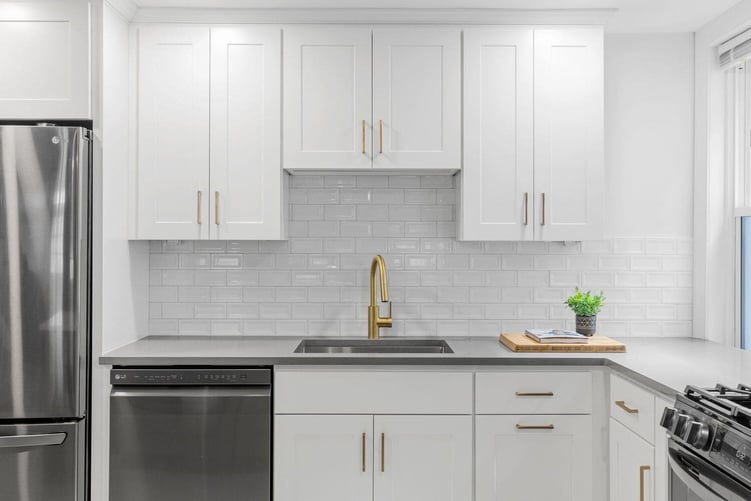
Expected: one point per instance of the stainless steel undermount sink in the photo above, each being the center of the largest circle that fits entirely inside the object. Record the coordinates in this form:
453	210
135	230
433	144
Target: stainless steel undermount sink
373	346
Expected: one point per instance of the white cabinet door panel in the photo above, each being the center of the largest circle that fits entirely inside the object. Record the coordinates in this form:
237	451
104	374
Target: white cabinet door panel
44	56
173	133
515	464
417	98
246	172
321	458
568	121
497	181
327	96
631	465
423	458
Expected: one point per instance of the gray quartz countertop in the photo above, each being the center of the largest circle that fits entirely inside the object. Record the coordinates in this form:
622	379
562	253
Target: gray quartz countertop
665	364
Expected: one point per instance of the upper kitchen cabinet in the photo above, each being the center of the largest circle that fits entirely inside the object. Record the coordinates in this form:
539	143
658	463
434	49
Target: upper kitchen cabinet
44	47
533	131
208	133
357	98
417	98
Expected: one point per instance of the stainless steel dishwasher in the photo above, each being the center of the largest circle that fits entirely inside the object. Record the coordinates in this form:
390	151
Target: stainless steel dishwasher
190	434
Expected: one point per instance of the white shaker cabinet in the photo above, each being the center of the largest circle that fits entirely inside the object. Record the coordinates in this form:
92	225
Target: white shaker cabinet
327	98
423	458
208	133
533	457
533	132
45	59
360	98
569	133
173	133
323	458
631	465
497	184
417	98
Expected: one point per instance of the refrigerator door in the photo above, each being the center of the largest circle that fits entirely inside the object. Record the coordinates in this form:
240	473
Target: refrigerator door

= = = = =

Problem:
Update the lines above by changing "stainless steel" to "brushed nickel" everywhere it appears and leaving everything else as it is. Don't include the pictures in your answer.

Response to the exercise:
Expected: one point per instance of the brushed nickel undermount sink in the photo above, each being the center of the largest circle that fits entirely inside the object. Record the coordinates in this form:
453	210
135	230
433	144
Target: brushed nickel undermount sink
373	346
Expected: one point per instance of the white cabinet door panel in the photo above, each being the center of the largest circle that fits entirely inside the object. Record the coordinates in this form:
237	451
104	374
Target: white cabinet door panel
44	56
173	133
515	464
417	98
246	172
321	458
568	121
497	181
327	96
631	465
423	458
Expected: one point per instance of the gray quartz countertop in the photo above, each being the center of the largest circle that fits entirely inside the object. Record the coordinates in this form:
622	379
562	253
Target: gray quartz countertop
665	364
Expected: one point per instance of the upper kitchen cabinet in the photo above, each being the center of the largest circle that fits entirely inside the object. Record the coordinates in this form:
539	143
658	463
434	49
Target: upper kitchen cabinet
44	47
533	131
208	133
357	98
417	98
Expected: one point per instance of the brushed nickel dishwasher in the photo above, each being the center of the largest circle that fits entirely inside the object. Record the coordinates in this form:
390	151
Target: brushed nickel dishwasher
190	434
Expected: one point per instance of the white shaker cabinet in the photo above, each being the center of the largest circle that fits entirely inside the object. Record the coordinates in this form:
92	225
Target: white shaker cabinet
327	98
423	458
208	133
533	457
533	132
45	59
360	98
569	133
173	133
323	458
631	465
497	184
417	98
Expected: one point per instance of the refrigerator door in the photo above, each being the center of the largest circle that fits entirely inside the object. Record the coordinates in this form:
240	473
Target: refrigerator door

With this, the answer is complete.